◆ **TEXT SHOWN**:
──────────────────────────────
Morehouse ’00 pointing for London Olympics

Fencing champ has advice for today's students

Tim Morehouse '00

At the ripe age of 33, Tim Morehouse ‘00 — Brandeis University’s first and only Olympian — has come to terms that his fencing career may soon be behind him. It hasn’t slowed him down from competing for a spot in the 2012 London summer Olympics in men’s saber.

Last week, the U.S. National Team members took the gold in the men’s saber team event and Morehouse won the silver medal in the individual event at the Pam Am games in Guadalajara, Mexico. These are what Morehouse describes as a mini Olympic games, which includes North, South and Central America. This capped a season in which Morehouse secured his second individual US National Championship and finished as the number one ranked men’s saber fencer in the country for the third year in a row.

“You have to be number one in your zone — you’re competing against people in your part of the world to make the Olympic spots,” says Morehouse. “A lot of athletes who will be in the London Olympics were here competing in Mexico.”

That included athletes involved in over 40 sports, with grounds set up in a similar fashion to the Olympics, complete with an athlete village and the entire city geared around the competition. This was Morehouse’s first Pan American games; he was invited to compete in 2007, but had to decline due to an Olympic qualifying tournament, which was being held around the same time.
──────────────────────────────
Continue the article about Tim Morehouse from the point where it stops.

◆ **RECORD SET**:
──────────────────────────────
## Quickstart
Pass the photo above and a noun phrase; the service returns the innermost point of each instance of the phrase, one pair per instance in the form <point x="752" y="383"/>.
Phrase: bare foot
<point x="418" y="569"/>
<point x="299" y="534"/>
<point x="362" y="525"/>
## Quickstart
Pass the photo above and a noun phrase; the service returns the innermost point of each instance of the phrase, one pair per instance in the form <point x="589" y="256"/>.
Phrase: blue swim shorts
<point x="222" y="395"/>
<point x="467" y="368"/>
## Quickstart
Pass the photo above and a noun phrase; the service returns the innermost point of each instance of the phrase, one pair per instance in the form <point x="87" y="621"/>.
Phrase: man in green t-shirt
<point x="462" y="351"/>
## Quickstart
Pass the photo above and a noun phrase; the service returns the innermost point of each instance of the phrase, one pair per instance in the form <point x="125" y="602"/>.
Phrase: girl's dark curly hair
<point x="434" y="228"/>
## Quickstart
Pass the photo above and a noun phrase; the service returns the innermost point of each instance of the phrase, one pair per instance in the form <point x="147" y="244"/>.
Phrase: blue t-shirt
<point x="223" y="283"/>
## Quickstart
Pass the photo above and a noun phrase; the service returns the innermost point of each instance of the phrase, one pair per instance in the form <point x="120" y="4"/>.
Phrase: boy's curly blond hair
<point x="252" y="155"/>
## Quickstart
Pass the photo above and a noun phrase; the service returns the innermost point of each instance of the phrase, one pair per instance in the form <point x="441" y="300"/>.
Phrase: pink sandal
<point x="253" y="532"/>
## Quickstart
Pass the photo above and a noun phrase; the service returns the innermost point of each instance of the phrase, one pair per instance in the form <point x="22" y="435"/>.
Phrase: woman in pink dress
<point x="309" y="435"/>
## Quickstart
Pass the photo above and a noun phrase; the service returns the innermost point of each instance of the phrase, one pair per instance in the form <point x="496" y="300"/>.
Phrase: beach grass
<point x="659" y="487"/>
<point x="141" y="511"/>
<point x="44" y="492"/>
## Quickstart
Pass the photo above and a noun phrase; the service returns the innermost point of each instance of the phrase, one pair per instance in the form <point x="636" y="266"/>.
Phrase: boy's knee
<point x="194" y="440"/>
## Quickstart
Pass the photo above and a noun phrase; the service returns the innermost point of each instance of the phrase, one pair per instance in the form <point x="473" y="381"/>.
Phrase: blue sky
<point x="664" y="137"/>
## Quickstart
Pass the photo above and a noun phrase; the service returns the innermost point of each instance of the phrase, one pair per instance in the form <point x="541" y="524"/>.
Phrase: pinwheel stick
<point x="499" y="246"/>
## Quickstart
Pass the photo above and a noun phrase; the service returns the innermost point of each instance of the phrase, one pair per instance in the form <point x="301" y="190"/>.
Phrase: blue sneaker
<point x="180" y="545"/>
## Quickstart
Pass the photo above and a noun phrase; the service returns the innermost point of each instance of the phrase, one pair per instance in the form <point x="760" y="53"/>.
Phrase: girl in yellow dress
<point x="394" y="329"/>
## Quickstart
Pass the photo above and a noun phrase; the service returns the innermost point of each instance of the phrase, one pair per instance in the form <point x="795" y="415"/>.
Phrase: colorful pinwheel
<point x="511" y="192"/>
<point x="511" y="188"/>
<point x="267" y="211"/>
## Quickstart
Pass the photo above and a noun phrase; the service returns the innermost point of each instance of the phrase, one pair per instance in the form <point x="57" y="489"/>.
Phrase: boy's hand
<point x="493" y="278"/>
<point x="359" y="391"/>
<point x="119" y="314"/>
──────────────────────────────
◆ **EXERCISE RESPONSE**:
Morehouse says that he and his teammates have spent the past four to five months preparing to qualify the maximum number of spots for men’s saber at the Olympics. Between January and March, they will take part in competitions to secure their positions on the Olympic team, with competitions taking place in Kansas City, Missouri; Portland, Oregon; Moscow, Budapest, Bulgaria and Italy.

If all goes according to plan, this will be Morehouse’s third Olympic competition. He attended Athens in 2004 and the Beijing Olympics in 2008, where he brought home a silver meda in men’s saber.

“After we won our silver in Beijing I saw that there was an opportunity to really grow the sport of fencing and to do something special that hadn’t before been done,” says Morehouse. “For the last three and a half years I’ve produced events like the Fencing Master Tournament last year in NYC, which was the largest spectator attended fencing tournament in the United States since the 1940’s.”

Morehouse has also started a foundation called Fencing-In-The Schools, a non-profit that will bring the sport of fencing to underprivileged locations; wrote a book, which will be out in April of 2012 and taught President Obama how to fence.

“I wasn’t really a highly recruited fencer coming out of high school,” Morehouse says. “It wasn’t until I was on campus that I started to realize my potential.”

Brandeis Coach William Shipman agrees.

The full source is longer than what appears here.